# Unclassified exploration
We'd like to figure out exactly what's going on with why so many nodes don't get a classification. Let's reverse engineer our grpah and see what species names the non-classified abstracts have in common, if any.

In [21]:
import networkx as nx
from tqdm import tqdm
import requests
from math import ceil
from taxonerd import TaxoNERD

In [2]:
graph = nx.read_graphml('../data/citation_network/des_tol_100_classified_07Sept2023.graphml')

In [8]:
noclass_node_ids = []
for n, attrs in graph.nodes(data=True):
    if attrs['study_system'] == 'NOCLASS':
        noclass_node_ids.append(n)

I didn't save the abstracts in the graph, so we can re-request them through the semantic scholar API:

In [4]:
# Import API key. This must be requested from https://www.semanticscholar.org/product/api#api-key; we save ours in an untracked file in data and import here
import sys
sys.path.append('../data/')
from semantic_scholar_API_key import API_KEY
header = {'x-api-key': API_KEY}

In [19]:
noclass_papers = {}
lost_refs = 0
top_num = int(ceil(len(noclass_node_ids) / 500.0)) * 500
for i in tqdm(range(0, top_num, 500)):
    ids = noclass_node_ids[i: i+500]
    search = requests.post('https://api.semanticscholar.org/graph/v1/paper/batch',
                          params={'fields': 'title,abstract'},
                          json={'ids': ids}).json()

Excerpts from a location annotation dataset
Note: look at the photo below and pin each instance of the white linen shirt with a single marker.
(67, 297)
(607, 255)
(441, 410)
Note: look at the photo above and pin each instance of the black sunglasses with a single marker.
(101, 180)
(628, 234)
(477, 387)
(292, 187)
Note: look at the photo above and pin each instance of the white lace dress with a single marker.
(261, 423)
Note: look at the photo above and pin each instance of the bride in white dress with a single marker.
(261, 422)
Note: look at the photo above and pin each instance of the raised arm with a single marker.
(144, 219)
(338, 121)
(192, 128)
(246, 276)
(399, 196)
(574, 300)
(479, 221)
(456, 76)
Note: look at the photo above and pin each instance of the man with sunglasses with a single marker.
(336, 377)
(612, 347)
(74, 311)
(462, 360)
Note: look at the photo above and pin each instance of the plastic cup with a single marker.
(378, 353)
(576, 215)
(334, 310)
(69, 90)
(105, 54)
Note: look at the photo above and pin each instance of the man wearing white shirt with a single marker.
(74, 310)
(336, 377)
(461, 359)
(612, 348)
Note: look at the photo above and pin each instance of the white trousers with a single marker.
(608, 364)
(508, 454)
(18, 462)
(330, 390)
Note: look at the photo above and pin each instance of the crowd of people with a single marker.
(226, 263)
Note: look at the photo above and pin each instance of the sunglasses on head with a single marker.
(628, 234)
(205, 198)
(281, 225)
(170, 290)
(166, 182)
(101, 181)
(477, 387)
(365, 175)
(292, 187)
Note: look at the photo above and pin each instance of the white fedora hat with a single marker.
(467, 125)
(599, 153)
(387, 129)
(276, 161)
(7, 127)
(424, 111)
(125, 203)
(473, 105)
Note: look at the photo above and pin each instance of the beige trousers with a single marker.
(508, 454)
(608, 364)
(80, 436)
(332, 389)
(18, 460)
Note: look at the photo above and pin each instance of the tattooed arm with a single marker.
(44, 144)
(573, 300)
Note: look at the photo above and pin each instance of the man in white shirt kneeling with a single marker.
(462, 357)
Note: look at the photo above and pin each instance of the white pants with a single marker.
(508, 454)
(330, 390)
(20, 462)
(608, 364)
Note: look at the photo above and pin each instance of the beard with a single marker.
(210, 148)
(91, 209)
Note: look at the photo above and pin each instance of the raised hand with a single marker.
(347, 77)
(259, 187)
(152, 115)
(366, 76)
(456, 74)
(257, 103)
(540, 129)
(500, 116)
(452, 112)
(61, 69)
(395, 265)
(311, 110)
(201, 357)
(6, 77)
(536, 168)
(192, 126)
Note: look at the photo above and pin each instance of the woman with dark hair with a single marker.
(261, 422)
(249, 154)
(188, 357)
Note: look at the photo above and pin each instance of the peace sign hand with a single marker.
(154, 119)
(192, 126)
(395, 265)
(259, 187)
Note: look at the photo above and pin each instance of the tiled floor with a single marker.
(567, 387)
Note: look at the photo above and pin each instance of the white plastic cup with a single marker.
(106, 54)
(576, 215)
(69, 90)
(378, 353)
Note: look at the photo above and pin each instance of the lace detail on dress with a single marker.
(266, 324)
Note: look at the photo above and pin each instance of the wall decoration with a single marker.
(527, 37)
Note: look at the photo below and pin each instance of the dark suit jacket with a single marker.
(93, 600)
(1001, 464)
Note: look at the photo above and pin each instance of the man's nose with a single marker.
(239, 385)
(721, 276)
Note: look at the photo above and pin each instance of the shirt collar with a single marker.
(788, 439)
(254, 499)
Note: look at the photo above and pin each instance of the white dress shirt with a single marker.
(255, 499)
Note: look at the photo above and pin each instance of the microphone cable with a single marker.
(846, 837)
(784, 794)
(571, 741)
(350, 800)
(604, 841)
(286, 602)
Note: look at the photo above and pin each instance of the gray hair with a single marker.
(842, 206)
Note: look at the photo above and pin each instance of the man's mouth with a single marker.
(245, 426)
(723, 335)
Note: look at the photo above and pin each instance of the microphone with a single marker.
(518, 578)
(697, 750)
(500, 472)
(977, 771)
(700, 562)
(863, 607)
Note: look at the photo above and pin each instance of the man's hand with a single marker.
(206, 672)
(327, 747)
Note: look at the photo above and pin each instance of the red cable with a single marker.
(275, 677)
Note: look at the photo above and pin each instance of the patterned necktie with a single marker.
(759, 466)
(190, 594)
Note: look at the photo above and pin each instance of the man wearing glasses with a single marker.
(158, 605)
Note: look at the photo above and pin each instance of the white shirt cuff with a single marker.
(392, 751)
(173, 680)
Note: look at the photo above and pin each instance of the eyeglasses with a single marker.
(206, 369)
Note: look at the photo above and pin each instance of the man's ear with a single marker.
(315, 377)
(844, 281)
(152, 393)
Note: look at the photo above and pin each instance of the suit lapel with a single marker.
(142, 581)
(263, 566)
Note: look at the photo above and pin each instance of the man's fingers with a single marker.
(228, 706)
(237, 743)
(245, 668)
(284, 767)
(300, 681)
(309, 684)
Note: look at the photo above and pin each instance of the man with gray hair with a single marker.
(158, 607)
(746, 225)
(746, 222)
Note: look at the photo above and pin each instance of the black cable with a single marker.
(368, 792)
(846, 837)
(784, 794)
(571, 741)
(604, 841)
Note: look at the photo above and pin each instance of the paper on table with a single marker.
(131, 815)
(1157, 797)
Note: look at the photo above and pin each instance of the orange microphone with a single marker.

* To-do list:
**1.** Gather every line of the entries that contains the string "cable".
**2.** Supply the next part of the notebook on unclassified nodes, picking up right after its final line.
The notebook on unclassified nodes and the entries come from separate sources.

* The answers:
**1.**
Note: look at the photo above and pin each instance of the microphone cable with a single marker.
Note: look at the photo above and pin each instance of the red cable with a single marker.
Note: look at the photo above and pin each instance of the black cable with a single marker.

**2.**
    for r in search:
        try:
            noclass_papers[r['paperId']] = r
        except TypeError:
            lost_refs += 1

100%|██████████████████████████████████████████████████████████████████████████████████████████████████████████████████████████████████████████████████████████| 8/8 [00:07<00:00,  1.00it/s]


I want to get a sense of where the problem lies. My current hypothesis is that the failure point is entity linking, that we do classify entities in these papers, but then they get lost when we try and get an NCBI Taxonomy ID for them. Let's test that hypothesis:

In [22]:
taxonerd = TaxoNERD()
nlp = taxonerd.load("en_core_eco_biobert")

In [25]:
classified = []
not_classified = []
for paper, paperdata in tqdm(noclass_papers.items()):
    try:
        text = paperdata['title'] + ' ' + paperdata['abstract']
    except TypeError:
        text = paperdata['title']
    ent_df = taxonerd.find_in_text(text)
    if ent_df.shape[0] == 0:
        not_classified.append(paper)
    elif ent_df.shape[0] > 0:
        classified.append(paper)
print(f'Of the total of {len(noclass_papers)}, {len(classified)} contained identifiable entities, while {len(not_classified)} had no entities identified.')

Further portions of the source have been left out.